--- Records provided Enclosed Below ---
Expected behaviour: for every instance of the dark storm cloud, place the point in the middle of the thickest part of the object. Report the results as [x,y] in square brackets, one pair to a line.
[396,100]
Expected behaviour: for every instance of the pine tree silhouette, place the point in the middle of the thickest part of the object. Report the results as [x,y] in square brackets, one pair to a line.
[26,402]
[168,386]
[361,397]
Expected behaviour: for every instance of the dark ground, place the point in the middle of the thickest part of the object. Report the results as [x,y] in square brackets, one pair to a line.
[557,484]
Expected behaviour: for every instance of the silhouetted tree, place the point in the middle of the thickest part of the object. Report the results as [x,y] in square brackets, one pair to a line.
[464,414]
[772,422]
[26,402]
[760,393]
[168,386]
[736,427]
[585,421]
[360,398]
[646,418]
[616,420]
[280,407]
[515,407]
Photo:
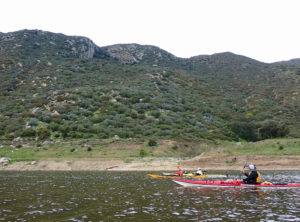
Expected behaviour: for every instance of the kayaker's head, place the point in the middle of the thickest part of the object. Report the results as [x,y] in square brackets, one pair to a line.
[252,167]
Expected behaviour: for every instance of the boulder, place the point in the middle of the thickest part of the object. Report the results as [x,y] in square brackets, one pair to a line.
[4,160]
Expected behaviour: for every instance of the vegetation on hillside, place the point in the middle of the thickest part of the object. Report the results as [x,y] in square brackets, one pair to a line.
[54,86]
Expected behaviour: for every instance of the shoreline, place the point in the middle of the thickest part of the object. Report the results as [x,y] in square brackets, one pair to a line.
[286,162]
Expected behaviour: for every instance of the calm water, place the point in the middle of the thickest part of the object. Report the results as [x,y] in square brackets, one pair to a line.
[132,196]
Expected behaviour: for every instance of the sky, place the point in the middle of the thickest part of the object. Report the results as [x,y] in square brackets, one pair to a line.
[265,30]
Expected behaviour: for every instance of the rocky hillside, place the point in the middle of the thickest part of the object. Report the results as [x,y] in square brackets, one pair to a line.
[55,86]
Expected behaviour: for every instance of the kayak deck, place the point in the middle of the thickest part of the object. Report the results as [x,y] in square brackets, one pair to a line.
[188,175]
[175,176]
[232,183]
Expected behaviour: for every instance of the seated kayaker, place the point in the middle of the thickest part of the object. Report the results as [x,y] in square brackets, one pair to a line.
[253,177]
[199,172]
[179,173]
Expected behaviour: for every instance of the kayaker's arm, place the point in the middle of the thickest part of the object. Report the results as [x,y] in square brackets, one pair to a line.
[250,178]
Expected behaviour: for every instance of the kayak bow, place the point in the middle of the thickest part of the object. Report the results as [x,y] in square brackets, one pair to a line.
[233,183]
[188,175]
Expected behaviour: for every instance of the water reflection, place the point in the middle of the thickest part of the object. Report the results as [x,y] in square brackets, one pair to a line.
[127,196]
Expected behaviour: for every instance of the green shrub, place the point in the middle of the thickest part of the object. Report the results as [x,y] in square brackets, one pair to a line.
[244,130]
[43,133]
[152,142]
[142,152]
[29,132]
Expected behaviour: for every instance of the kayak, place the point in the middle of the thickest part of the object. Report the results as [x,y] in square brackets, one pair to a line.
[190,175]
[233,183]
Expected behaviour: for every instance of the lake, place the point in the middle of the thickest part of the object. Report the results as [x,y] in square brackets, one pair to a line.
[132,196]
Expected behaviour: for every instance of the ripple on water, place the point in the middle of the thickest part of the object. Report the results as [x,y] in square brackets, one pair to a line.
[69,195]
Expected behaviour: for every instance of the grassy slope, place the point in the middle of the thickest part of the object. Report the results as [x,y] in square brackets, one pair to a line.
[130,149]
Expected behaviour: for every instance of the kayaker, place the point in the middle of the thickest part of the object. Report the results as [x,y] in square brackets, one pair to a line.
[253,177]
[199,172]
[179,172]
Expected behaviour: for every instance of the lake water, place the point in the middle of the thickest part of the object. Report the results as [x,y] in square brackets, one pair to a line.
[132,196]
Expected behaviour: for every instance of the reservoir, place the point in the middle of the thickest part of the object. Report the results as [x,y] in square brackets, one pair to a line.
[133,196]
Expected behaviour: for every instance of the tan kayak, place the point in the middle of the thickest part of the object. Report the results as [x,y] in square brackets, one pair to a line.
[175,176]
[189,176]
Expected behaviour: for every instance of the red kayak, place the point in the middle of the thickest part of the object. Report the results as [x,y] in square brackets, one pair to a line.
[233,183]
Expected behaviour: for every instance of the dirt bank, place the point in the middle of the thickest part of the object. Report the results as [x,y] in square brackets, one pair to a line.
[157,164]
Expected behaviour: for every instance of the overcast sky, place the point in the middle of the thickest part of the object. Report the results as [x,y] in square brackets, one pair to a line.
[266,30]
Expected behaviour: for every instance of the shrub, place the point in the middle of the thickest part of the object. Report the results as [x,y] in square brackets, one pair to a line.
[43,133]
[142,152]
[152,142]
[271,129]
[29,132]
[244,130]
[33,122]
--- End of Enclosed Records provided ---
What the task asks:
In repeating the entries, exclude the pictures and alter nothing else.

Solution for this exercise:
Expected behaviour: for every instance of the dark storm cloud, place the point in the middle of the thickest part of the object. Report the results as [x,y] in square brackets, one pair to a line.
[396,100]
Expected behaviour: for every instance of the pine tree silhouette, place the point in the middle of the thickest part of the object. Report the results as [x,y] in square brackets, one pair to a line.
[26,402]
[168,386]
[361,397]
Expected behaviour: for every instance of the dark ground, place the point in the middle of the thickest part of the object. Report the results as [x,y] in square brackets, one pair to a line.
[557,484]
Expected behaviour: for every instance of the silhouetted tree, place the point in the middle of the thickest part of the object. Report the results as [x,y] in square brackets, one pair to a line.
[464,414]
[772,422]
[26,402]
[760,393]
[168,386]
[736,427]
[585,421]
[360,398]
[646,418]
[616,420]
[280,407]
[515,407]
Photo:
Expected behaviour: for every instance of the kayaker's head, place the point in the middle of the thickest part of the object. Report the results as [x,y] in square brackets, one pair to a line.
[252,167]
Expected behaviour: for every instance of the boulder, place the point in the middle of the thickest part of the object. Report the results as [x,y] in square brackets, one pair to a line.
[4,160]
Expected behaviour: for every instance of the vegetation on hillside, place the point in the middle of the thickest part of the object. Report the results as [x,y] in square brackets, one pair to a line.
[54,86]
Expected behaviour: for every instance of the shoreline, place the point in the middle of the thickest part of the object. Report the results as [x,y] in square brackets, one pair to a line.
[286,162]
Expected behaviour: for every instance of the calm water, place the point in the middle of the thickest part of the object. Report the results as [x,y] in square brackets, one pair to a line.
[132,196]
Expected behaviour: for every instance of the sky, place the point in the middle of the thickest part of the object. Report the results as [x,y] in square brackets, one pair to a line.
[265,30]
Expected behaviour: for every instance of the rocky hillside, place the point in the middle of the thickest part of the object. Report the results as [x,y] in square brackets, one pair to a line.
[55,86]
Expected behaviour: for every instance of the kayak deck, place the point in the middle of the thickest part of the object. Report the results as [x,y] in square brackets, one pair to a line.
[188,175]
[175,176]
[232,183]
Expected behaviour: for every instance of the seated kayaker, place the point in the middle of the thickest part of the object. Report the results as [x,y] in square brackets, one pair to a line.
[253,177]
[199,172]
[179,173]
Expected behaviour: for every instance of the kayaker's arm, place the point in the middle of the thickest part of the object. Report the results as [x,y] in square brackets, one pair to a line.
[250,178]
Expected behaviour: for every instance of the kayak bow, place the point in the middle of the thickest part of the object. Report the results as [x,y] in square brackets, one pair to a line.
[233,183]
[188,175]
Expected behaviour: for every instance of the water reflection, place the point in the middle of the thickest part of the object. Report the results as [x,y] in square brackets, one pair to a line.
[127,196]
Expected behaviour: for every instance of the green shrub, place the point in the middle of the thickest part of the object. Report the results as [x,y] in square brackets, one pair to a line.
[244,130]
[43,133]
[152,142]
[142,152]
[29,132]
Expected behaviour: for every instance of the kayak, place the point in the middle of the thickest part of the object. Report the results as [x,y] in square brackets, one pair to a line.
[190,175]
[233,183]
Expected behaviour: for every instance of the lake, place the point in the middle of the thickest part of the object. Report the results as [x,y] in square brackets, one pair to a line.
[132,196]
Expected behaviour: for every instance of the ripple on water, place the point in the middle of the thickest part of the object. Report the results as [x,y] in square brackets, one pair to a line.
[69,195]
Expected behaviour: for every instance of the grassy slope, place the point in the middle of the thickest part of the object. Report the results as [x,y] in square brackets, one pair to a line.
[130,149]
Expected behaviour: for every instance of the kayaker, place the point in the middle of the thickest part of the object. Report the results as [x,y] in square brackets, one pair to a line.
[253,177]
[199,172]
[179,172]
Expected behaviour: for every instance of the lake water, place the point in the middle of the thickest part of the object. Report the results as [x,y] in square brackets, one pair to a line.
[132,196]
Expected behaviour: for every instance of the reservoir, place the point in the middle of the thickest part of the object. Report the results as [x,y] in square brackets, one pair to a line.
[133,196]
Expected behaviour: for every instance of the tan kayak, place the point in the middle of the thickest part of the object. Report the results as [x,y] in square brackets, one pair to a line.
[175,176]
[189,176]
Expected behaviour: for every instance of the red kayak, place the point in the middle of the thickest part of the object. Report the results as [x,y] in square brackets, one pair to a line.
[233,183]
Expected behaviour: for every instance of the dirt bank, place the point in the middle of the thickest part of the object. Report the results as [x,y] in square brackets, one pair to a line.
[157,164]
Expected behaviour: for every instance of the overcast sky, place the point in the middle of the thickest part of the object. Report the results as [x,y] in square brackets, one pair to a line.
[266,30]
Expected behaviour: for every instance of the shrub, place the point in the middle of the thickest part of the object. Report the results as [x,y] in square brackets, one pair to a line.
[43,133]
[142,152]
[152,142]
[271,129]
[29,132]
[244,130]
[33,122]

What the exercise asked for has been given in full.